** begin AVAILABLE DATA **
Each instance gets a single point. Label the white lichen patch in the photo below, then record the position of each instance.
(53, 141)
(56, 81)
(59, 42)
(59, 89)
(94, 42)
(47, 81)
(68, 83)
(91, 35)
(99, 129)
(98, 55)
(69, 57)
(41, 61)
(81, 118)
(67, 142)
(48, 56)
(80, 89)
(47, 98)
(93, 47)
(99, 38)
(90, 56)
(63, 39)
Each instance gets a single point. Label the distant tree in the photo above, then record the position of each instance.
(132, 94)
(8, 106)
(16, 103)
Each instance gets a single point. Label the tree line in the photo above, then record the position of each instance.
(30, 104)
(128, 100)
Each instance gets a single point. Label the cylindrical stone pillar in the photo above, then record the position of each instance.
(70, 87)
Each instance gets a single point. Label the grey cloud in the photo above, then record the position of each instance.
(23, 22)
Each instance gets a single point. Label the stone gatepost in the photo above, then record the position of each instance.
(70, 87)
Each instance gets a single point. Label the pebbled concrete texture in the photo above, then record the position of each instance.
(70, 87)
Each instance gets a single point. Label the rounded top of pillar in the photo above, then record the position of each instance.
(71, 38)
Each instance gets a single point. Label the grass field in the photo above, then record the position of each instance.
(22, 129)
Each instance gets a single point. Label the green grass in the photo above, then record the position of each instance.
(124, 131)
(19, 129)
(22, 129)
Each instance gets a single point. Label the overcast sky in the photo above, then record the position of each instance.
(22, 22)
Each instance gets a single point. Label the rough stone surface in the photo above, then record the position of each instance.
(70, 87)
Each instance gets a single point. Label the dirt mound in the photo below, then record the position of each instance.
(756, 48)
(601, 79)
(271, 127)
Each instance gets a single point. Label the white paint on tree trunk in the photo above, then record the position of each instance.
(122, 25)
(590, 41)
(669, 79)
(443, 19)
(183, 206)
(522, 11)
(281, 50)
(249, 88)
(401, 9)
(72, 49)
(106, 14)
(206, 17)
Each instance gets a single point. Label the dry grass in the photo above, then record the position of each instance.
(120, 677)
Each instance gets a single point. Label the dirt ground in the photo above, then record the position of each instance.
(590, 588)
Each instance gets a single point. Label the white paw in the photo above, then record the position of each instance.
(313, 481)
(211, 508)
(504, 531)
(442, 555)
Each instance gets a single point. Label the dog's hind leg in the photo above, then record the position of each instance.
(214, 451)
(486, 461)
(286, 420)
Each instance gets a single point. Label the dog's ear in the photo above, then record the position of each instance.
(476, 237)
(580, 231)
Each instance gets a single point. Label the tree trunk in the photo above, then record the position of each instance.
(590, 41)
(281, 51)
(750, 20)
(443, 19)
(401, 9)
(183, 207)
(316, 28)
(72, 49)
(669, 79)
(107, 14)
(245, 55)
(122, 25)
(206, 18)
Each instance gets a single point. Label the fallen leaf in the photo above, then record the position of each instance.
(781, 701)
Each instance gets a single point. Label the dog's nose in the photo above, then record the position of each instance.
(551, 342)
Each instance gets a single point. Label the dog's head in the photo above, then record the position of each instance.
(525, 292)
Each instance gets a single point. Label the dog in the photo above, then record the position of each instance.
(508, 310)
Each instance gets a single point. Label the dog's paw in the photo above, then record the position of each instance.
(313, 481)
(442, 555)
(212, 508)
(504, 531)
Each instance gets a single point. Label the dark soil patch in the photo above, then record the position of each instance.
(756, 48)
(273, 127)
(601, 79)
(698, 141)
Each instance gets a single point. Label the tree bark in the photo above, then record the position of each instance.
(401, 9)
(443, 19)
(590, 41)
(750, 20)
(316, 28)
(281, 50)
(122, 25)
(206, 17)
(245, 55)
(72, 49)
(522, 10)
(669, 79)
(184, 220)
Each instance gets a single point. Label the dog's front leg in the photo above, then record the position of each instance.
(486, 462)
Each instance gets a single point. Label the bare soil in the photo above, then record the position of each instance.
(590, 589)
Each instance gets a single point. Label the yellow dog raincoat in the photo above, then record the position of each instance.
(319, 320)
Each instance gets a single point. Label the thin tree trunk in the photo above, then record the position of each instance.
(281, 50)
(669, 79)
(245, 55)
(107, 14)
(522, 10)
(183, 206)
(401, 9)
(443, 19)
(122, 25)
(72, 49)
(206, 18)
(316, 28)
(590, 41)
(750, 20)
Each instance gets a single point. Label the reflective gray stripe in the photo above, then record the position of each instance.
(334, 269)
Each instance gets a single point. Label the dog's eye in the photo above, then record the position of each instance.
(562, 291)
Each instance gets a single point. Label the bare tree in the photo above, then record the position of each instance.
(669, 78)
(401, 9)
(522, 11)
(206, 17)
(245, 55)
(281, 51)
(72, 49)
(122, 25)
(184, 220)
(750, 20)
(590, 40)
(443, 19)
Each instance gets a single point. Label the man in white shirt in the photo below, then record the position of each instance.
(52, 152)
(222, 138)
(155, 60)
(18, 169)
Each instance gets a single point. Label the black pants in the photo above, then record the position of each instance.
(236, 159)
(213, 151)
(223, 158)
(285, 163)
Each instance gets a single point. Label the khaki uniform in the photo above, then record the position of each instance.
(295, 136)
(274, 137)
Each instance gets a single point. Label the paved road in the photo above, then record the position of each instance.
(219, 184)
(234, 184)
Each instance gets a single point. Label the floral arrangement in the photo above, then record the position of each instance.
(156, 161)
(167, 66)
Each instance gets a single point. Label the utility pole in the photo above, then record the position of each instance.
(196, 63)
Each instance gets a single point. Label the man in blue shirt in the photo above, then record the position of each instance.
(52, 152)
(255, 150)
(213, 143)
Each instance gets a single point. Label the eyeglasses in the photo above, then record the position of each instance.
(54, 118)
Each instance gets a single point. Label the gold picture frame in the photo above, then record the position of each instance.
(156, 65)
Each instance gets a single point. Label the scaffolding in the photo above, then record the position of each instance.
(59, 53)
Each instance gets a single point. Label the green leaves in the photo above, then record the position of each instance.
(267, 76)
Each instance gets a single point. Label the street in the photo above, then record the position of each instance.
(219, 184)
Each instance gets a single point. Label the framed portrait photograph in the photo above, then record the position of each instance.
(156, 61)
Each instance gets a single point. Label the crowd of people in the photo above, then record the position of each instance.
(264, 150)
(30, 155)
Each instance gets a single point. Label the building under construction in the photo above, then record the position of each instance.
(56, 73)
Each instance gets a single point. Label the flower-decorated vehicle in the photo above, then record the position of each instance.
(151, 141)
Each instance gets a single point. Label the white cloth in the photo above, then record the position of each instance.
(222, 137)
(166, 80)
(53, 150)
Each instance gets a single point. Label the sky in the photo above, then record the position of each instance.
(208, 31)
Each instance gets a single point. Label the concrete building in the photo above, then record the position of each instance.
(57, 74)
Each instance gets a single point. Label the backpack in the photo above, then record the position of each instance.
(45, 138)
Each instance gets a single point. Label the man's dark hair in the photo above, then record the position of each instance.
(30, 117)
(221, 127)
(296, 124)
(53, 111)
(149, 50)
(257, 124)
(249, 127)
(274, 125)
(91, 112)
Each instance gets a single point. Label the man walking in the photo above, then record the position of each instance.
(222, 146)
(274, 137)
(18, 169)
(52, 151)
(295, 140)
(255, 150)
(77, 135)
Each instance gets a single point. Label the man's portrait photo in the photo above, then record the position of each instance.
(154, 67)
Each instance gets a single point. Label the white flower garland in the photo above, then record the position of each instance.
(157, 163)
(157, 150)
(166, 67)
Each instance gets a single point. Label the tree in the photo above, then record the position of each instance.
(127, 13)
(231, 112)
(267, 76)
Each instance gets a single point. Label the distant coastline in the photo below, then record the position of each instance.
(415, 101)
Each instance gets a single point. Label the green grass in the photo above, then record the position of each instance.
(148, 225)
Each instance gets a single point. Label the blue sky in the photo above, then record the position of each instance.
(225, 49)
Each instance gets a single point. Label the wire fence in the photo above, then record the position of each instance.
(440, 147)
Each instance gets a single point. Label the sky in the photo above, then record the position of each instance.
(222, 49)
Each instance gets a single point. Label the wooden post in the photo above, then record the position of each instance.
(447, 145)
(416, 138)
** end AVAILABLE DATA **
Reproduce the final stretch of the data above: every line from the one holding "Each instance gets a single point. Label the white flower" through the end, inclusive, exactly as written and nothing else.

**OUTPUT FOR THIS EXERCISE**.
Each instance gets a single point. Label the white flower garland in the photo above, then record the position of each instance.
(157, 163)
(157, 150)
(166, 67)
Each instance gets a single point. Label the tree in the photo above, then record the position of each instance.
(127, 13)
(231, 112)
(267, 76)
Each instance gets a single point. Label the distant coastline in the photo below, then record the position of each instance.
(415, 101)
Each instance gets a single point. Label the green grass in the photo above, then record the position of each instance.
(148, 225)
Each instance gets a single point. Label the blue sky in the photo above, then record the position of each instance.
(225, 49)
Each instance gets a single point. Label the wire fence in the photo above, then record the position of each instance.
(440, 147)
Each instance gets a single point. Label the sky in the photo above, then record the position of each instance.
(222, 49)
Each instance gets a single point. Label the wooden post in the photo above, then record the position of each instance.
(447, 145)
(416, 138)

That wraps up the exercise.